◆ **GIVEN RECORDS**
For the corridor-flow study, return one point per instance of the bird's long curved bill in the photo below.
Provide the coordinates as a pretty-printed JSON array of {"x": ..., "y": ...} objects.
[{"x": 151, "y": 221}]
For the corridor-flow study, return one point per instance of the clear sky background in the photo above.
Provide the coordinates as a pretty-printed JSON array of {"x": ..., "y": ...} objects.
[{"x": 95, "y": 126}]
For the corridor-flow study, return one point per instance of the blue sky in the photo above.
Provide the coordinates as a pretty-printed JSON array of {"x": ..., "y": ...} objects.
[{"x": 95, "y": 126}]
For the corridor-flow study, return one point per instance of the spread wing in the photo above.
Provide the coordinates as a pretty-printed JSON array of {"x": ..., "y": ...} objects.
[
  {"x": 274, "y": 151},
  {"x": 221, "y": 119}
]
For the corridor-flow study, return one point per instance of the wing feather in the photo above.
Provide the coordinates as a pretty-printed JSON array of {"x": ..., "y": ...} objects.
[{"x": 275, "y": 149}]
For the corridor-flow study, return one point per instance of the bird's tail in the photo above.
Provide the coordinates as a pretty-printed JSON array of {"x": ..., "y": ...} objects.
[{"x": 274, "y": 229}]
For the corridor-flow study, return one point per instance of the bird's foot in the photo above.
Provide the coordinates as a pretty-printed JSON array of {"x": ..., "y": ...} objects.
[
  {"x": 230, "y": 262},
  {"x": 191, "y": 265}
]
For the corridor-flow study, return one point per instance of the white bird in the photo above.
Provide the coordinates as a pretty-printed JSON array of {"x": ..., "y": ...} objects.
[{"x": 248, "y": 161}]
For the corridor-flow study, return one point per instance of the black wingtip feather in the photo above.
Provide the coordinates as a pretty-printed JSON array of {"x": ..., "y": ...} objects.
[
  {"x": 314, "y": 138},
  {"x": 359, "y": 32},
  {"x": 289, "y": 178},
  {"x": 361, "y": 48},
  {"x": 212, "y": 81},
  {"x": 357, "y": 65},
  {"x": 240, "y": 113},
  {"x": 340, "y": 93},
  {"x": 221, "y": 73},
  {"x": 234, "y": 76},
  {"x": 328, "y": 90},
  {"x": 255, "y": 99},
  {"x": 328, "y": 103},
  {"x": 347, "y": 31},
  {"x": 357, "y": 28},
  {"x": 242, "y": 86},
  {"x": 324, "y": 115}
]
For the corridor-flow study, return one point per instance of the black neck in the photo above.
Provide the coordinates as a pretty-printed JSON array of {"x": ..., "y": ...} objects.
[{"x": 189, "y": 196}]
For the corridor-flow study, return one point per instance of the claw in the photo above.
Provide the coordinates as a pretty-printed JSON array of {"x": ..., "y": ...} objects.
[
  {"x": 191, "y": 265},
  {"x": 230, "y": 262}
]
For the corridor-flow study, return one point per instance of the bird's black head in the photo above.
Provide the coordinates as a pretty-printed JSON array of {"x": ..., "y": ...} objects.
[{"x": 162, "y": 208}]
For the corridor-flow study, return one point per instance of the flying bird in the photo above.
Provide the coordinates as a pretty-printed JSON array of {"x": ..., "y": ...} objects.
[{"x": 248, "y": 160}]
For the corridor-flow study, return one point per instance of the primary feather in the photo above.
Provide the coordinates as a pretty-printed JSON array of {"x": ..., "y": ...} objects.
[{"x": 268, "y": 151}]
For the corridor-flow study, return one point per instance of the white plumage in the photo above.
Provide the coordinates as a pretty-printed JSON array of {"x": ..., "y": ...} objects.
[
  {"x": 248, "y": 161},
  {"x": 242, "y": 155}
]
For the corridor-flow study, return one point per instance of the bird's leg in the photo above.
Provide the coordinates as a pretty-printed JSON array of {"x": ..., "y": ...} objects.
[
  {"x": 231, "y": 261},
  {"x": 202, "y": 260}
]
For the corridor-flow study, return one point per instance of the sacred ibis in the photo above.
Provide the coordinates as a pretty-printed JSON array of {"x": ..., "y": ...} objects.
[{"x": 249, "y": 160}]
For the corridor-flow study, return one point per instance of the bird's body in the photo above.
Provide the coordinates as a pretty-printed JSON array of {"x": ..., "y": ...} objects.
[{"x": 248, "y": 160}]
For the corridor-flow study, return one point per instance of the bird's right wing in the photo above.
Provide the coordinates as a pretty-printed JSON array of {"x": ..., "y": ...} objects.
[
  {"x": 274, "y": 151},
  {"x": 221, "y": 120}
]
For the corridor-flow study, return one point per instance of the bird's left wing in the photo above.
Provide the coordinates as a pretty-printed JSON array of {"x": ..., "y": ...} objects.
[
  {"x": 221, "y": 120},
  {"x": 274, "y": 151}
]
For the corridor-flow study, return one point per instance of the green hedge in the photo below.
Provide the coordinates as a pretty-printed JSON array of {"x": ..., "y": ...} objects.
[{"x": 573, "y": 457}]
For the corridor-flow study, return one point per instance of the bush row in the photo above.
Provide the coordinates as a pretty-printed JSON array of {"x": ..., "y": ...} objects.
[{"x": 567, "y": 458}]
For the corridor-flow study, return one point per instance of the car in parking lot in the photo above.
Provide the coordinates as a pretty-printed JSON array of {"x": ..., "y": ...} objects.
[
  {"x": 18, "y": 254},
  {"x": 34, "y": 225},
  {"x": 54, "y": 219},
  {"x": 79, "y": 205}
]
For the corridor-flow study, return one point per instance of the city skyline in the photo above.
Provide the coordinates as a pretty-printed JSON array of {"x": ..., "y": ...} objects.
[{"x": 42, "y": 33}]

◆ **WHAT IS BEING ASKED**
Would you write down every record again, exactly?

◆ **COMPLETE OUTPUT**
For the corridor-flow study, return one point per instance of the bird's long curved bill in the photo below.
Provide the coordinates as a pretty-printed JSON array of {"x": ..., "y": ...} objects.
[{"x": 151, "y": 221}]
For the corridor-flow study, return one point per instance of the clear sky background in the photo above.
Provide the coordinates as a pretty-printed JSON array of {"x": ..., "y": ...} objects.
[{"x": 95, "y": 126}]
For the corridor-flow study, return one point per instance of the blue sky in the photo above.
Provide the coordinates as a pretty-printed JSON array of {"x": ..., "y": ...} objects.
[{"x": 95, "y": 126}]
For the corridor-flow study, return one point per instance of the spread wing in the photo above.
Provide the coordinates as a pretty-printed JSON array of {"x": ..., "y": ...} objects.
[
  {"x": 274, "y": 151},
  {"x": 221, "y": 119}
]
For the corridor-flow study, return one point per instance of the wing feather in the photo above.
Provide the coordinates as a pretty-printed JSON array of {"x": ..., "y": ...} objects.
[{"x": 275, "y": 149}]
For the corridor-flow study, return one point per instance of the bird's tail in the photo above.
Provide the coordinates as a pretty-printed JSON array of {"x": ..., "y": ...} objects.
[{"x": 274, "y": 229}]
For the corridor-flow study, return one point per instance of the bird's foot in the photo above.
Provide the coordinates as a pretty-printed JSON array of {"x": ..., "y": ...} objects.
[
  {"x": 230, "y": 262},
  {"x": 191, "y": 265}
]
For the corridor-flow study, return one point per instance of the white bird in the photo above.
Provide the coordinates as a pretty-printed JSON array of {"x": ..., "y": ...} objects.
[{"x": 248, "y": 161}]
For the corridor-flow study, return one point per instance of the black wingtip feather in the photo above.
Provide the coordinates as a pretty-printed JSON array of {"x": ..., "y": ...} objects.
[
  {"x": 314, "y": 138},
  {"x": 359, "y": 32},
  {"x": 289, "y": 178},
  {"x": 361, "y": 48},
  {"x": 212, "y": 81},
  {"x": 357, "y": 65},
  {"x": 240, "y": 113},
  {"x": 340, "y": 93},
  {"x": 221, "y": 73},
  {"x": 234, "y": 76},
  {"x": 328, "y": 90},
  {"x": 255, "y": 99},
  {"x": 328, "y": 103},
  {"x": 347, "y": 31},
  {"x": 357, "y": 28},
  {"x": 242, "y": 86},
  {"x": 324, "y": 115}
]
For the corridor-flow study, return one point per instance of the black neck in the photo above.
Provide the coordinates as a pretty-printed JSON array of {"x": ..., "y": ...} objects.
[{"x": 189, "y": 196}]
For the corridor-flow study, return one point per instance of the claw in the photo above.
Provide the coordinates as a pretty-printed JSON array of {"x": ..., "y": ...} objects.
[
  {"x": 191, "y": 265},
  {"x": 230, "y": 262}
]
For the corridor-flow study, return one point per instance of the bird's black head in the photo above.
Provide the coordinates as a pretty-printed JSON array of {"x": ..., "y": ...} objects.
[{"x": 162, "y": 208}]
For the corridor-flow study, return one point per instance of the flying bird in the photo above.
Provide the coordinates as a pretty-printed JSON array of {"x": ..., "y": ...} objects.
[{"x": 248, "y": 160}]
For the corridor-flow study, return one point per instance of the primary feather in the photo above.
Provide the coordinates as a pretty-printed JSON array of {"x": ..., "y": ...} objects.
[{"x": 268, "y": 151}]
For the corridor-flow study, return one point per instance of the white plumage in the photo above.
Provide the coordinates as a pretty-printed JSON array of {"x": ..., "y": ...} objects.
[
  {"x": 248, "y": 161},
  {"x": 242, "y": 155}
]
For the corridor-flow study, return one point per instance of the bird's leg in the photo above.
Provide the coordinates as a pretty-printed JSON array of {"x": ..., "y": ...} objects.
[
  {"x": 231, "y": 261},
  {"x": 202, "y": 260}
]
For the corridor-flow study, return one point per instance of the sacred ibis in the photo above.
Provide the coordinates as a pretty-printed JSON array of {"x": ..., "y": ...} objects.
[{"x": 249, "y": 160}]
For the corridor-flow study, return one point per instance of the bird's body in the photo above.
Provide the coordinates as a pretty-printed JSON array of {"x": ..., "y": ...} objects.
[{"x": 248, "y": 160}]
For the corridor-flow study, return one point per instance of the bird's right wing in the photo above.
Provide the coordinates as a pretty-printed JSON array of {"x": ..., "y": ...} objects.
[
  {"x": 274, "y": 151},
  {"x": 221, "y": 120}
]
For the corridor-flow study, return one point per instance of the bird's left wing in the photo above.
Provide the coordinates as a pretty-printed JSON array of {"x": ..., "y": ...} objects.
[
  {"x": 221, "y": 120},
  {"x": 274, "y": 151}
]
For the corridor-flow study, return one point per instance of the green hedge in the photo below.
Provide the coordinates as a pretty-printed JSON array of {"x": ..., "y": ...} objects.
[{"x": 573, "y": 457}]
For the corridor-flow study, return one point per instance of the bush row in the photo above.
Provide the coordinates as a pretty-printed JSON array of {"x": ..., "y": ...} objects.
[{"x": 567, "y": 458}]
For the corridor-flow study, return one point per instance of the car in parking lot in the photo above.
Provide the coordinates as a pretty-printed JSON array of {"x": ..., "y": ...} objects.
[
  {"x": 18, "y": 254},
  {"x": 34, "y": 225},
  {"x": 54, "y": 219},
  {"x": 79, "y": 205}
]
For the corridor-flow study, return one point per instance of the city skyline in the photo above.
Provide the coordinates as a pretty-printed JSON array of {"x": ..., "y": ...} objects.
[{"x": 42, "y": 33}]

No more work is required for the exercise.